(Teks yang ditampilkan):
Jumat 12 Sep 2025 17:19 WIB

Israel Terkecoh Hamas, Qatar Menoleh ke Tiongkok-Turki

Bagi Israel, pimpinan Hamas (entah generasi ke berapa) secara ideologis keras kepala.

Sholat jenazah korban serangan Israel di Qatar.
Foto: Dok Istimewa
Sholat jenazah korban serangan Israel di Qatar.

REPUBLIKA.CO.ID, Oleh: Sabpri Piliang, Pengamat Timur Tengah

Kegagalan adalah yatim piatu. Anekdot ini dipakai untuk men-'tamsil' gagalnya satu misi. Israel terkecoh, Israel gigit jari.

 

Dubes Israel untuk AS Yechiel Leiter, setengah mengkonfirmasi keyatimpiatuan ini. Fox News, dikutip The Times Of Israel pada pemberitaan Kamis (11/9/2025), menyebutkan. "Jika kali ini kami tidak menangkap mereka (Hamas) tentu lain kali."

Bagi Israel, pimpinan Hamas (entah generasi ke berapa) secara ideologis keras kepala. Tak mau mengikuti proposal sejak dini. Bagi Hamas, Israel culas dan timpang. Asimetris, membuat Netanyahu memaksakan isi draf.

Langgam Israel, telah lama dipelajari Hamas. Empiris peristiwa "Black September" 1972 (Munich). Satu setengah dasawarsa, sebelum Hamas didirikan Syeikh Ahmad Yasin (1987).

Israel punya kebiasaan berburu ke setiap generasi Palestina yang mencari perhatian dunia. Israel menyebutnya teror. Israel mengabaikan, mengapa teror itu bisa terjadi?

Kematian 11 atlet Israel di Olimpiade Munich (1972), linear dengan 7 Oktober (2023), dan penembakan Yerusalem 9 September (2025). Enam warga Israel tewas. 

Hamas mengakui merekalah pelakunya. Ini satu "causa prima". Proses sebab-akibat, selama hampir delapan dekade. Seperti peristiwa "Black September", Israel tidak pernah tidak membalas.

Perburuan Israel adalah konsep baku. Serangan ke Kota Doha (Qatar) meski janggal. Karena Qatar dilindungi sistem keamanan AS. Qatar juga sekutu kental AS 'non-NATO'. Siapa pengganggu Qatar, 'equal' ganggu Israel.

Tewasnya empat IDF oleh Hamas di Gaza. Sehari kemudian penembakan Yerusalem, dengan enam Israel tewas. 'Similarly', dengan 5 September 1972) dengan 11 korban Israel.

Konsep baku PM Golda Meir (1972), tak berbeda dengan "design thinking" PM Netanyahu 53 tahun kemudian (2025). Habisi semua, pimpinan "Black September"-Hamas, jangan ada yang tersisa.

Pemboman Israel ke Kota Doha sama dengan pembentukan regu "pembalasan" Israel di Eropa dan Timur Tengah, pasca-Black September. Mulai dari Nicosia hingga Istanbul, Golda Meir mengawasi operasi.

(Soal yang diberikan A): Ambil setiap baris dari catatan di bawah ini yang memuat kata "evenodd". Huruf besar dan kecil dibedakan.
(Soal yang diberikan B): Teruskan tulisan di atas tentang serangan Israel ke Doha dan perburuan pimpinan Hamas, dimulai setelah kalimat terakhirnya.

(Entri data):

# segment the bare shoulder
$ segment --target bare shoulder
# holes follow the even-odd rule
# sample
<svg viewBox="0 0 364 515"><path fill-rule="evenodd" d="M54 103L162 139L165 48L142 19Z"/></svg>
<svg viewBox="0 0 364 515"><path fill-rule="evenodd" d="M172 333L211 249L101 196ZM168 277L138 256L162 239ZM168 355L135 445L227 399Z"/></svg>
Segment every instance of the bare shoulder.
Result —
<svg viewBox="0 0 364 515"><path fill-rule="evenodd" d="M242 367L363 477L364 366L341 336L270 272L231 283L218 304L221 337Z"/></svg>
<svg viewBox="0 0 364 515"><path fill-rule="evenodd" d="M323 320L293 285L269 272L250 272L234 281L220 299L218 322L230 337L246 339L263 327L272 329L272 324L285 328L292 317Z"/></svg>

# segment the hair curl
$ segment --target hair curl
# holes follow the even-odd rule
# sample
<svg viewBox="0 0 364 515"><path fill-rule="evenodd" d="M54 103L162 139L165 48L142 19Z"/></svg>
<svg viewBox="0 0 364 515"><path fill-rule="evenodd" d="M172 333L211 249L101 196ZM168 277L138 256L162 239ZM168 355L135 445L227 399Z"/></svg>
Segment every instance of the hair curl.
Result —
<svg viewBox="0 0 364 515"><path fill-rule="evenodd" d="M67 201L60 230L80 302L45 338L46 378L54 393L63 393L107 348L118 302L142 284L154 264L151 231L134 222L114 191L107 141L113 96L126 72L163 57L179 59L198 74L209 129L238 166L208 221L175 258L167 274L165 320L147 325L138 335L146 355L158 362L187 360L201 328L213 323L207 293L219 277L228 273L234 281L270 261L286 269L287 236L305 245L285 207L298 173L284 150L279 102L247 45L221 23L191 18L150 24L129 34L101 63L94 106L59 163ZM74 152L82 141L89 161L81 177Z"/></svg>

(Jawaban yang diharapkan A):
<svg viewBox="0 0 364 515"><path fill-rule="evenodd" d="M54 103L162 139L165 48L142 19Z"/></svg>
<svg viewBox="0 0 364 515"><path fill-rule="evenodd" d="M172 333L211 249L101 196ZM168 277L138 256L162 239ZM168 355L135 445L227 399Z"/></svg>
<svg viewBox="0 0 364 515"><path fill-rule="evenodd" d="M242 367L363 477L364 366L341 336L270 272L231 283L218 304L221 337Z"/></svg>
<svg viewBox="0 0 364 515"><path fill-rule="evenodd" d="M323 320L293 285L269 272L250 272L234 281L220 299L218 322L230 337L246 339L263 327L272 329L272 324L285 328L292 317Z"/></svg>
<svg viewBox="0 0 364 515"><path fill-rule="evenodd" d="M54 103L162 139L165 48L142 19Z"/></svg>
<svg viewBox="0 0 364 515"><path fill-rule="evenodd" d="M172 333L211 249L101 196ZM168 277L138 256L162 239ZM168 355L135 445L227 399Z"/></svg>
<svg viewBox="0 0 364 515"><path fill-rule="evenodd" d="M67 201L60 230L80 302L45 338L46 378L54 393L63 393L107 348L118 302L142 284L154 264L151 231L134 222L114 191L107 141L113 96L126 72L163 57L179 59L198 74L209 129L238 166L208 221L175 258L167 274L165 320L147 325L138 335L146 355L158 362L187 360L201 328L213 323L207 293L219 277L228 273L234 281L270 261L286 269L287 236L305 245L285 207L298 173L284 150L279 102L247 45L221 23L191 18L150 24L129 34L101 63L94 106L59 163ZM74 152L82 141L89 161L81 177Z"/></svg>

(Jawaban yang diharapkan B):
Operasi agresif, imajinatif, dan mematikan, melibatkan satuan elite Israel dan agen rahasianya. Tak ayal, pimpinan "Black September Organization" (BSO) Palestina: Basil  Al Kubaisi, Ali Hasan Salameh, Mahmoud Hamsari, Hussein Al Bashir,  Wail Zwaiter, dihabisi lewat operasi intelejen presisi.

    

Imajinasi Netanyahu, telah melewati batas perkawanan AS-Qatar. Ketidaksabaran lalu menyerang target dengan pemboman membuat heran sekaligus melahirkan persepsi negara Teluk (Gulf) lain di mana posisi aliansi AS-Teluk (GCC).

Qatar, bukanlah Iran. Qatar telah banyak berkontribusi pada "security" Israel. Qatar menjadi 'rest area' AS (NATO), membendung pengaruh "Revolusi Iran" yang masif. Setelah tumbangnya "anak emas" AS, 'Shahanshah' Reza Pahlevi oleh kaum 'Mullah' (1978).

Grey Area betul diciptakan Qatar. Posisi penengah Qatar dengan menampung pimpinan Hamas mengakomodasi pangkalan militer AS, juga mencairkan hubungan baik non-diplomatik dengan Israel. Restu AS.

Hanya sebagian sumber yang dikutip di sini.